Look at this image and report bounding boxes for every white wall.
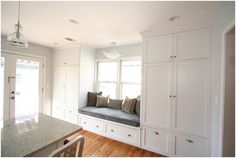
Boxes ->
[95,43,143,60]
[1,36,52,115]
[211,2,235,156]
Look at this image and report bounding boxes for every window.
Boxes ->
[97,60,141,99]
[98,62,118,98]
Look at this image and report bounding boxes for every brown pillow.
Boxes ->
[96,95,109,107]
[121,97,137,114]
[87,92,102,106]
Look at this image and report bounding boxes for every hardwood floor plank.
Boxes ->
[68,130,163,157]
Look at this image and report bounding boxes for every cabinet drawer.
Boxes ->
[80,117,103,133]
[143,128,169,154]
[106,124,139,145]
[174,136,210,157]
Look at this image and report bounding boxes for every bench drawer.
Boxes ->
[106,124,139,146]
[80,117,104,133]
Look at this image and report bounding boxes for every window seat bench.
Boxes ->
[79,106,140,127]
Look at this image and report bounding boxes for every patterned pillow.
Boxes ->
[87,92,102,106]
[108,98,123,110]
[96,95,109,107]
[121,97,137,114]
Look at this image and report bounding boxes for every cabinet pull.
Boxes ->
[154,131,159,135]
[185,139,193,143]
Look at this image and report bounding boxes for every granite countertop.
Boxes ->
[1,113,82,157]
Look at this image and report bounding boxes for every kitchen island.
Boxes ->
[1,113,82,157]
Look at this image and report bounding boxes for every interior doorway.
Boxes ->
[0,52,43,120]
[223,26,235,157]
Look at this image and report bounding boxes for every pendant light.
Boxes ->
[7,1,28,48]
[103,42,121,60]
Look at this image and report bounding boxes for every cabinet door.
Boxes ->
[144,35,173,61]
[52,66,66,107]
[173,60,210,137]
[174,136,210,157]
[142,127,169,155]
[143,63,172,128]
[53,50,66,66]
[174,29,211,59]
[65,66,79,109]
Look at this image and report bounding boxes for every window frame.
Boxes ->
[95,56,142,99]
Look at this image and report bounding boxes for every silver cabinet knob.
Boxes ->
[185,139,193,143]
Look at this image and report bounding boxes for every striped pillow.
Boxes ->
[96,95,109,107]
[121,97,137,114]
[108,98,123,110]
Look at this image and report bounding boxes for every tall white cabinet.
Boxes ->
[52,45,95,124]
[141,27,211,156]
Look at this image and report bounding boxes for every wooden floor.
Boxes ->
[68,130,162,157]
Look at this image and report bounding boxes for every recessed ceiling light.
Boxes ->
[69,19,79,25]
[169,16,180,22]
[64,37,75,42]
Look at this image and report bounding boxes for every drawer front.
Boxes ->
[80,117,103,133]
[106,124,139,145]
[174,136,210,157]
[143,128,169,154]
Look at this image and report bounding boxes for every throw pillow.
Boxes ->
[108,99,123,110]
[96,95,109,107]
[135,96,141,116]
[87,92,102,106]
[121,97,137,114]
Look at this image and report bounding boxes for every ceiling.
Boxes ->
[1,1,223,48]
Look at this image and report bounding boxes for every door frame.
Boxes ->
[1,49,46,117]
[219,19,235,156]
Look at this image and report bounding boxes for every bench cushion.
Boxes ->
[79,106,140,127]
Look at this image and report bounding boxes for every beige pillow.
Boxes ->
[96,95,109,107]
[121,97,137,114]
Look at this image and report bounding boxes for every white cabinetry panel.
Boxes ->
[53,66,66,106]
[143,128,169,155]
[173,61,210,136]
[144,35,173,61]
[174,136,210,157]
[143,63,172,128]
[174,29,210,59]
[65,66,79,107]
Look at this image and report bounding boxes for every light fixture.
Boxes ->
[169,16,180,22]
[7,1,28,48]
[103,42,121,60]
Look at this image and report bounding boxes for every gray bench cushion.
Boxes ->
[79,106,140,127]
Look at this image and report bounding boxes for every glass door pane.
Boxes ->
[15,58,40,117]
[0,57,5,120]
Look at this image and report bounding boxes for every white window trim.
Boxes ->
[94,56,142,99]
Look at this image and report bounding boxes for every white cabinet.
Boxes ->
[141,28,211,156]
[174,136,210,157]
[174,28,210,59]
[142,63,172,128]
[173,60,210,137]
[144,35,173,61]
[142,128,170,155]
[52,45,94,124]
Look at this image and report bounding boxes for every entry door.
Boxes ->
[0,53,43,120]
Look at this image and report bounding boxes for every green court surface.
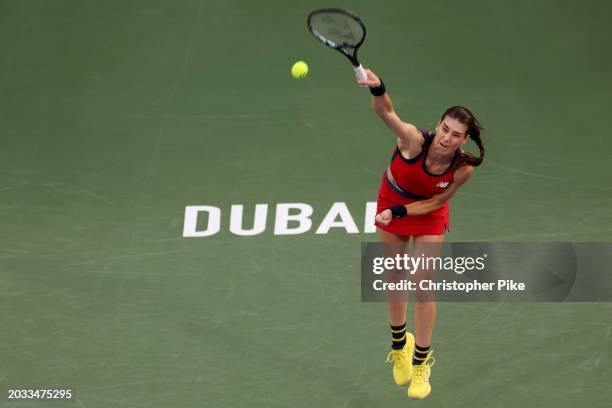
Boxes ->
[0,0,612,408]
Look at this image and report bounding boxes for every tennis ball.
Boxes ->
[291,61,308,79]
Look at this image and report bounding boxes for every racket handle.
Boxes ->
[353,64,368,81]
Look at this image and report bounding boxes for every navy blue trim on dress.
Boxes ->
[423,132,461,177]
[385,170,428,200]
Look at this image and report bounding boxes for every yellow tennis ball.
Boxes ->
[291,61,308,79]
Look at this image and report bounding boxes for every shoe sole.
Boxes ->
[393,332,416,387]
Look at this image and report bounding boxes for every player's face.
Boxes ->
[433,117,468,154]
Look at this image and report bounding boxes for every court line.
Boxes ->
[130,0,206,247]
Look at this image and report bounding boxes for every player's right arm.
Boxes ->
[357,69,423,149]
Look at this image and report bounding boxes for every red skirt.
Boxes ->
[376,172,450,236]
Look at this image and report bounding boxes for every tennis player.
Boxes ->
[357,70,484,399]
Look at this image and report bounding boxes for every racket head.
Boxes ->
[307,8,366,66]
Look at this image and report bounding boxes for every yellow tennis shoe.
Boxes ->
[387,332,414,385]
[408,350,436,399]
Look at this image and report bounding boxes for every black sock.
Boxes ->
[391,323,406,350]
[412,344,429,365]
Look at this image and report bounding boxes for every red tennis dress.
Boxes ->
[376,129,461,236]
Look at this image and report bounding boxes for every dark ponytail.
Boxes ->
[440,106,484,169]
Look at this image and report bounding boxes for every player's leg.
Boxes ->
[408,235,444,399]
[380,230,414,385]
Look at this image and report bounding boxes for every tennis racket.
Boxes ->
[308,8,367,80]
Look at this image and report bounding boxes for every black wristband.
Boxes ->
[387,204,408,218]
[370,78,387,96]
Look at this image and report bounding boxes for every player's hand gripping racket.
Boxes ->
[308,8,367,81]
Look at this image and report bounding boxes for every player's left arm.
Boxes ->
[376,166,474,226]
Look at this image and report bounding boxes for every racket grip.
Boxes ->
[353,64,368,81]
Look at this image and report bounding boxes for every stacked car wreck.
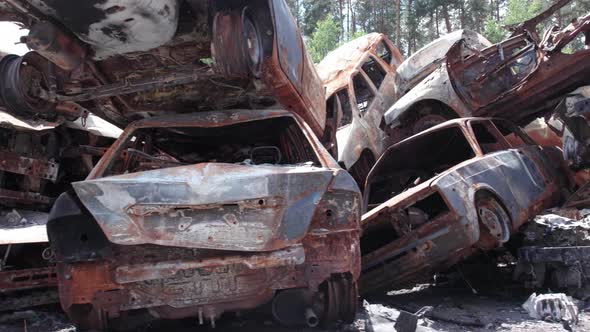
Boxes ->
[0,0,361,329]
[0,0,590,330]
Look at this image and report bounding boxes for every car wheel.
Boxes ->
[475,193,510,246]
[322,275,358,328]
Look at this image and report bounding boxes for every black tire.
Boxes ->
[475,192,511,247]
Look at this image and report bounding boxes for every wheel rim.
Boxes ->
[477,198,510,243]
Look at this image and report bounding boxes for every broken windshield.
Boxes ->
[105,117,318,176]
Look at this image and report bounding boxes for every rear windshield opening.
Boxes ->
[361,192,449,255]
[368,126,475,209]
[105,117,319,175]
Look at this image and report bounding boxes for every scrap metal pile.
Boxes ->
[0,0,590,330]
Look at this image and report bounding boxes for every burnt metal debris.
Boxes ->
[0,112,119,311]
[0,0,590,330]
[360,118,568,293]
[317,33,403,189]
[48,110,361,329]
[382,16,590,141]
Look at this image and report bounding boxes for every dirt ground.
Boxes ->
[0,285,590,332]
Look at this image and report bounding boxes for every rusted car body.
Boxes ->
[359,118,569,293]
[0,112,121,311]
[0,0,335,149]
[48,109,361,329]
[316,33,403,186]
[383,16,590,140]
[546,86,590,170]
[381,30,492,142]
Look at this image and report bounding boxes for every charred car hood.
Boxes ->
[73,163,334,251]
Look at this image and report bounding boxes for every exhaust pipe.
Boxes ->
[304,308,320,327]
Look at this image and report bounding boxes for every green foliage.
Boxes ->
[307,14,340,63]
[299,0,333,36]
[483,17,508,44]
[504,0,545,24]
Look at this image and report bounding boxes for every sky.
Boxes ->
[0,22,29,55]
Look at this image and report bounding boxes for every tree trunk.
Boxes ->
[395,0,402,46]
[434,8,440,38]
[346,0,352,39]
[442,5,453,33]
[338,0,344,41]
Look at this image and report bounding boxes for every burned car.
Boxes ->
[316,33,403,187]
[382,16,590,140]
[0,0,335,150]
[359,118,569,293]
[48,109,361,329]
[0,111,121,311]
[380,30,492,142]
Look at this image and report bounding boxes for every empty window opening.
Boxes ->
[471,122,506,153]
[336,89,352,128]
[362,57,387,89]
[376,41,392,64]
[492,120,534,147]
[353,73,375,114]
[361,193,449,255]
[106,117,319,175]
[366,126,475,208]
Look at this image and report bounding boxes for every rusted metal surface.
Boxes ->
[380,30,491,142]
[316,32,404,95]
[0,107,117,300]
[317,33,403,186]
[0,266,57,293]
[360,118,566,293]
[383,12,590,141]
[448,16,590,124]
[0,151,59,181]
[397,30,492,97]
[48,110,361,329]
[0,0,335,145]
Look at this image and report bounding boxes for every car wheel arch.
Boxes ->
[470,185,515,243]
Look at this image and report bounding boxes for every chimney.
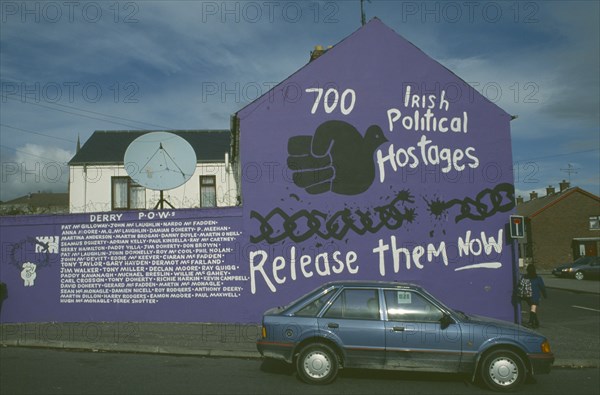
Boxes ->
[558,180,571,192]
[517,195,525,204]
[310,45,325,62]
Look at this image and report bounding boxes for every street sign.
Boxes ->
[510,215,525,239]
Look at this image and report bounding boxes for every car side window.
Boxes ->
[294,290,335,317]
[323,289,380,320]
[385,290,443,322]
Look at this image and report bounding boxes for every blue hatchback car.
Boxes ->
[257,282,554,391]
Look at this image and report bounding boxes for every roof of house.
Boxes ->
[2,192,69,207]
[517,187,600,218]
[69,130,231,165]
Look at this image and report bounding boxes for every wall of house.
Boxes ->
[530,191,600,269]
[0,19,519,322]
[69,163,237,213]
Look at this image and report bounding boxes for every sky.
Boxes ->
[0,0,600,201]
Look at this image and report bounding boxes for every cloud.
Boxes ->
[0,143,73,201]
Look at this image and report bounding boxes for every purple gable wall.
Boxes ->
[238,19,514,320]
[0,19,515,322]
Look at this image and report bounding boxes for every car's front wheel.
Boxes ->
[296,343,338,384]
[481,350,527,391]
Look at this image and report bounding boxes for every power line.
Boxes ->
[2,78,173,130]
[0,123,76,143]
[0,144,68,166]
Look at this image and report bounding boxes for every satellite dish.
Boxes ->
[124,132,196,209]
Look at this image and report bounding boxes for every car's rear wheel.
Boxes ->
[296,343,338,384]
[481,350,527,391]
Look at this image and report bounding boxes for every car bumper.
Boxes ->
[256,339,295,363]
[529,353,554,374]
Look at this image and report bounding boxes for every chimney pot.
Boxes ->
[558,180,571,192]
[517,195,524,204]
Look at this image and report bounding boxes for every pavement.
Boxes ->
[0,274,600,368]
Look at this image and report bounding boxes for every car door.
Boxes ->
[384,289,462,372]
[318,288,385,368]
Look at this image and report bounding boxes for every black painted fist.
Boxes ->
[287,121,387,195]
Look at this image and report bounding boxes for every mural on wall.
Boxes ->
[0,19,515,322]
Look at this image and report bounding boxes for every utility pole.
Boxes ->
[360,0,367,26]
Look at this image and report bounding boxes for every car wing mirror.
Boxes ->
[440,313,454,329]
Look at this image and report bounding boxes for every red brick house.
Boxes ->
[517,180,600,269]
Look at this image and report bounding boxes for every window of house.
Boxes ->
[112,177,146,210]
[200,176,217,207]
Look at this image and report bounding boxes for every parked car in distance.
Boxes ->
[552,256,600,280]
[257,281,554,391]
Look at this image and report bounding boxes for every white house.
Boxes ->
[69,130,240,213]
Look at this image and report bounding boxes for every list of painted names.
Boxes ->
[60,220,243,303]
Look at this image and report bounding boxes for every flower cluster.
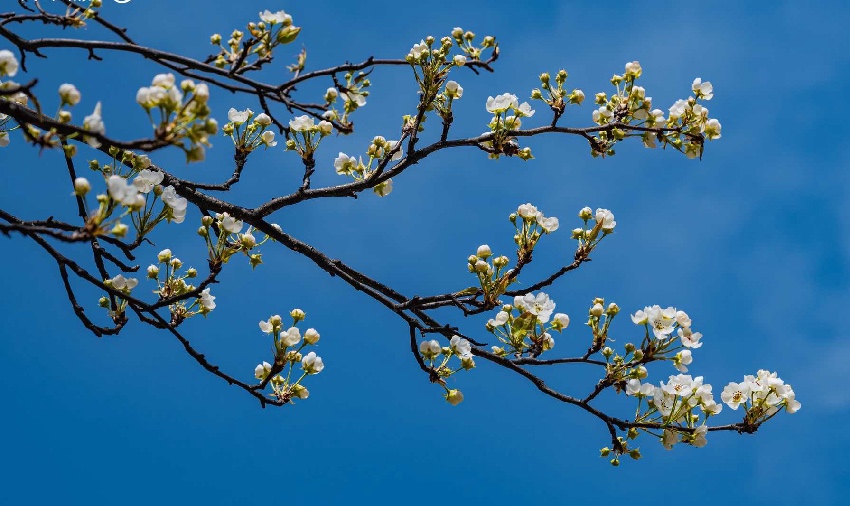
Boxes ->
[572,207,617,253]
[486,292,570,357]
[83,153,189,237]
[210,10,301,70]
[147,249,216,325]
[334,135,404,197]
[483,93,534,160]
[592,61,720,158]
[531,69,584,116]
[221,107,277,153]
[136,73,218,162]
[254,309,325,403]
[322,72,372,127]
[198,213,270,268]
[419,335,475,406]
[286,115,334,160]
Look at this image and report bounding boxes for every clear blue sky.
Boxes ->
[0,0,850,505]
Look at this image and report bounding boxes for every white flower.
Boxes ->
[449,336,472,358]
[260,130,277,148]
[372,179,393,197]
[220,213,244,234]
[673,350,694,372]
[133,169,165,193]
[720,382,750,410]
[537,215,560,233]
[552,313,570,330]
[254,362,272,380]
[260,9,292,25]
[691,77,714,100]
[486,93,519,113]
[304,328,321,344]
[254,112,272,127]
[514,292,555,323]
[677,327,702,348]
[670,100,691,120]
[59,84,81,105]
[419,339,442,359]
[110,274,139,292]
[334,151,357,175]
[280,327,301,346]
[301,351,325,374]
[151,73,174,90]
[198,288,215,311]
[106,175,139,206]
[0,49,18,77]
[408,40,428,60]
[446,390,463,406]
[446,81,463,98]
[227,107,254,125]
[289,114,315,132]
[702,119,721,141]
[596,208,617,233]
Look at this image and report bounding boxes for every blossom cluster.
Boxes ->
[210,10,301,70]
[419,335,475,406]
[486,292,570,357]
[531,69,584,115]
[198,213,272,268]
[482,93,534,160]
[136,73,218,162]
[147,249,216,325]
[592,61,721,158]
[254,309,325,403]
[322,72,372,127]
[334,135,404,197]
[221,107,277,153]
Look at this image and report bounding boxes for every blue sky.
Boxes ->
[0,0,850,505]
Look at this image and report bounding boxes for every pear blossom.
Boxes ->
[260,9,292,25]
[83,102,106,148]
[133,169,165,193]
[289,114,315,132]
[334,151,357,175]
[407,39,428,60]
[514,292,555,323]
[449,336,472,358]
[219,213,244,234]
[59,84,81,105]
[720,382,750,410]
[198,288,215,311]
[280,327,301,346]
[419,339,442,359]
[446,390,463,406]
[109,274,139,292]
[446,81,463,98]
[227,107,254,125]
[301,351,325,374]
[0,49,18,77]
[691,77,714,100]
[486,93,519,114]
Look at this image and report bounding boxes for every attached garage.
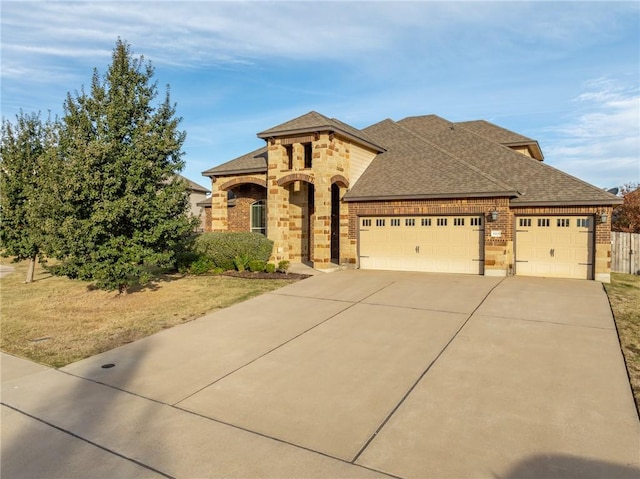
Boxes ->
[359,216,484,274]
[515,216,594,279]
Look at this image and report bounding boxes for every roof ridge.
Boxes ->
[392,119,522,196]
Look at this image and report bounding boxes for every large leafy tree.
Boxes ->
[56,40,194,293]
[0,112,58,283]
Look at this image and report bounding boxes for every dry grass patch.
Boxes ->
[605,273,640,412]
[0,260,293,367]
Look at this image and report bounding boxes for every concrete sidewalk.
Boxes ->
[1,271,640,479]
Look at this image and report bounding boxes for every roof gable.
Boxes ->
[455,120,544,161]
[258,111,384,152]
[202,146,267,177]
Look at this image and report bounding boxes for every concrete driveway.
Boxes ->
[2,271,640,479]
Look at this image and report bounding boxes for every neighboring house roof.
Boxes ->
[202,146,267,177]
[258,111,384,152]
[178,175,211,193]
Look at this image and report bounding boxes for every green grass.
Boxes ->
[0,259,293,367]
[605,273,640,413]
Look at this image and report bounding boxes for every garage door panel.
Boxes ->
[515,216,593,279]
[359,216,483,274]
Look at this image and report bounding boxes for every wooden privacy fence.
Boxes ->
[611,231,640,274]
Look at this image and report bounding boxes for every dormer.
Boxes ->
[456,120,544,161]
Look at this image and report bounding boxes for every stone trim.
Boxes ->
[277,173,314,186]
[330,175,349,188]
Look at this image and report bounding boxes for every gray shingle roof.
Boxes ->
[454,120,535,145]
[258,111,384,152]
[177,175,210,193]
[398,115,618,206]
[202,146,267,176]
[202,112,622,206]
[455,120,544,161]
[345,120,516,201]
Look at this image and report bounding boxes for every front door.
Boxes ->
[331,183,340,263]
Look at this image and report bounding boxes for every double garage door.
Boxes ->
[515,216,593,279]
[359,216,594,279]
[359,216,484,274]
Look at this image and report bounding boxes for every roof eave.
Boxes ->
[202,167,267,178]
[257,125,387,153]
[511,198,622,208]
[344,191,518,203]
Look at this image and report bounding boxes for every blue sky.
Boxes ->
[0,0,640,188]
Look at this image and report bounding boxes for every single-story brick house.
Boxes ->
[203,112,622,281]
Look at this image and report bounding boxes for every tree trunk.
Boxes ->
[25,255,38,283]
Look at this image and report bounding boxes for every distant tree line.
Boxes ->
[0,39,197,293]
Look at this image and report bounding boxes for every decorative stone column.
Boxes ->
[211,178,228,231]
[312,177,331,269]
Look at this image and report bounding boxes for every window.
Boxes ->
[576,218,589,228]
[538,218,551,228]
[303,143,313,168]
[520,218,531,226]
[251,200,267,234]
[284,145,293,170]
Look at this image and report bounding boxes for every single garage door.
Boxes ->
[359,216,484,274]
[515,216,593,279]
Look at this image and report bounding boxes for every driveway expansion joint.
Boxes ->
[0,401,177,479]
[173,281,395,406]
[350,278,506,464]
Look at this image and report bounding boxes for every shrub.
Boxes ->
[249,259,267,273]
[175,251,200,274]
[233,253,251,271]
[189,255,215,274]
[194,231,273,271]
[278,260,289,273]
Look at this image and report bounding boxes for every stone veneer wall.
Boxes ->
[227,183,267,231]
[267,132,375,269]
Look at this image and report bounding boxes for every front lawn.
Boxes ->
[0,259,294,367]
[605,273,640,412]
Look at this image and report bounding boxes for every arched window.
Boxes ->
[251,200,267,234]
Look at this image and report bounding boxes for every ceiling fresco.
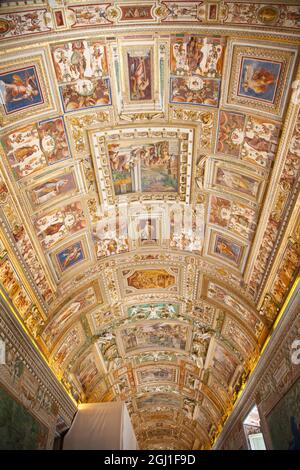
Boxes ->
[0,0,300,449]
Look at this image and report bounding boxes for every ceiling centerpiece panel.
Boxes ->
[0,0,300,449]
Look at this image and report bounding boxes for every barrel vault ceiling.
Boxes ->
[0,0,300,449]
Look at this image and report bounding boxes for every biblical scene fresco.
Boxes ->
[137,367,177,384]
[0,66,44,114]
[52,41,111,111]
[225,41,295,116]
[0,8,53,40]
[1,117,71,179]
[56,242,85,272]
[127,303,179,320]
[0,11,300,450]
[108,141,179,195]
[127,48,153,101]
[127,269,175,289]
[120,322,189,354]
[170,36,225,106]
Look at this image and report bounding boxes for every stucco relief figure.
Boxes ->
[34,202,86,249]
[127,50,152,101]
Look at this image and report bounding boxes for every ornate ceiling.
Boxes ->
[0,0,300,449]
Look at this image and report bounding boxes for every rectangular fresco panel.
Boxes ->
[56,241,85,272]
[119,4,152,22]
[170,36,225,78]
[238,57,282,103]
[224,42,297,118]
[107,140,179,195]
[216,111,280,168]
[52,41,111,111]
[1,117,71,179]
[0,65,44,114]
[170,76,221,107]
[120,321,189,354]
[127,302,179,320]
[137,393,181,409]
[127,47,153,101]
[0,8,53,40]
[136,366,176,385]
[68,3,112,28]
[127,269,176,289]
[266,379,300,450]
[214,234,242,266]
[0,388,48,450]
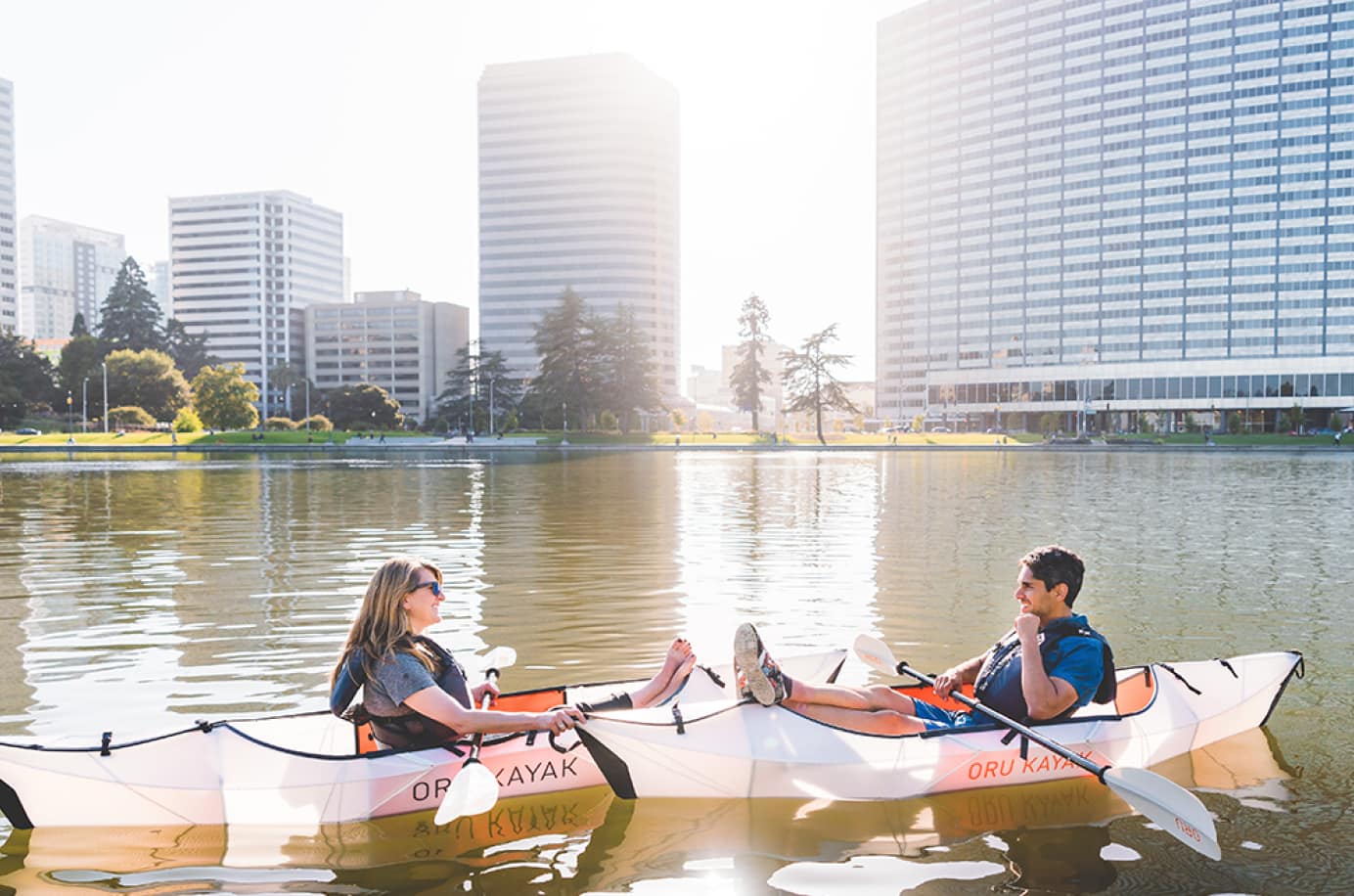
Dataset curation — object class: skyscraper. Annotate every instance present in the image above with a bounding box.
────────────────────────────────────────
▸ **Exercise directions**: Reproduce unchanged the stretch of the listing from the line that contains "rusted car body." through the line that contains "[380,30,492,142]", both included.

▸ **Response to this task**:
Look at this image and report bounding boxes for every rusted car body.
Boxes ->
[359,118,569,293]
[0,112,121,311]
[0,0,335,149]
[48,109,361,329]
[316,33,403,186]
[383,16,590,140]
[546,86,590,170]
[381,30,492,142]
Look at this image and report bounding boxes for every charred car hood.
Boxes ->
[73,163,334,251]
Look at this image and report bounding boxes for every exhaust pipe.
Boxes ->
[304,308,320,327]
Look at this image and report bounding boxes for every green foliage.
Boxes ->
[307,14,340,63]
[299,0,333,36]
[483,17,508,44]
[504,0,545,24]
Look at this image and report bounding boxes for every sky.
Boxes ->
[0,22,29,55]
Look at this image and report bounding boxes for every tree trunk.
Boxes ->
[395,0,402,46]
[434,8,440,38]
[346,0,352,39]
[442,5,453,33]
[338,0,344,41]
Look at this image and report bounding boxes for every burned car.
Boxes ->
[316,33,403,187]
[382,16,590,140]
[0,0,335,150]
[359,118,569,293]
[48,109,361,329]
[0,111,121,311]
[380,30,492,142]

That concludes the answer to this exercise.